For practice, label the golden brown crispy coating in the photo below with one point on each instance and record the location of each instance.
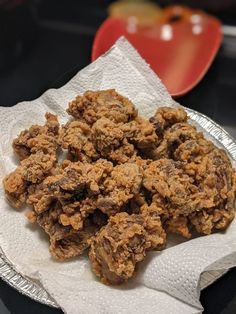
(141, 133)
(38, 138)
(94, 105)
(154, 175)
(76, 137)
(165, 117)
(65, 242)
(31, 170)
(179, 225)
(166, 178)
(122, 243)
(37, 166)
(75, 188)
(15, 188)
(123, 183)
(106, 136)
(215, 175)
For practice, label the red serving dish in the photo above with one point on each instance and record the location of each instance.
(179, 47)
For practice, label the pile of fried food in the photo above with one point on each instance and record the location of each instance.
(126, 183)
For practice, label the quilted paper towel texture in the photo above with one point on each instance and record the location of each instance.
(169, 282)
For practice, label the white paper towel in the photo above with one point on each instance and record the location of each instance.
(169, 281)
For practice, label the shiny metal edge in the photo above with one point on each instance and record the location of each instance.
(36, 292)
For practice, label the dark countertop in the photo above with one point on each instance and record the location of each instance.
(52, 53)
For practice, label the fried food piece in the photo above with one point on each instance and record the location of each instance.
(165, 117)
(94, 105)
(123, 183)
(193, 150)
(123, 154)
(37, 166)
(75, 188)
(65, 242)
(15, 188)
(179, 225)
(109, 140)
(38, 138)
(173, 137)
(76, 137)
(31, 170)
(107, 136)
(215, 175)
(141, 133)
(166, 178)
(122, 243)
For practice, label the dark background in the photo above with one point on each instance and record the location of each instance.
(44, 43)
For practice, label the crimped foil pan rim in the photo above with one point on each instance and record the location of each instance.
(36, 292)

Exercise>
Above are records with pictures; repeat the records exactly and leave the pictures out.

Full answer>
For practice, label the golden brown crispy coating in the photo below with one point on each instance and record the location of each instance.
(141, 133)
(38, 138)
(94, 105)
(154, 175)
(76, 137)
(165, 117)
(65, 242)
(31, 170)
(179, 225)
(166, 178)
(122, 243)
(37, 166)
(75, 188)
(15, 188)
(123, 183)
(106, 136)
(215, 175)
For practice, label the red serving dish in the photo above with one point on each instance and record the location of each instance.
(179, 47)
For practice, label the pile of fried food in the photo above with one point on each instance and record the location of each instance.
(126, 183)
For practice, label the quilted paper towel texture in the photo above with one point on each instance and record the location of each instance.
(169, 282)
For practice, label the white paper towel in the photo above with one point on each instance and record the location of each instance.
(169, 281)
For practice, label the shiny metal edge in the photo above with one point on each instance and record the location of each instance.
(36, 292)
For practice, label the dark countertop in the photo above with one point on each instance and record the location of each instance.
(52, 53)
For practice, label the fried food piece in the photo above with one point on each instance and record the location of each instance.
(165, 117)
(94, 105)
(123, 183)
(193, 150)
(123, 154)
(37, 166)
(75, 188)
(65, 242)
(15, 188)
(179, 225)
(109, 140)
(38, 138)
(173, 137)
(76, 137)
(31, 170)
(107, 136)
(215, 175)
(141, 133)
(166, 178)
(122, 243)
For practice, label the dark background in the photo above with one point on each instance and record the location of each instance.
(44, 43)
For practice, label the crimped foil pan rim in the photo above with one point on each instance and record the location of each instance.
(36, 292)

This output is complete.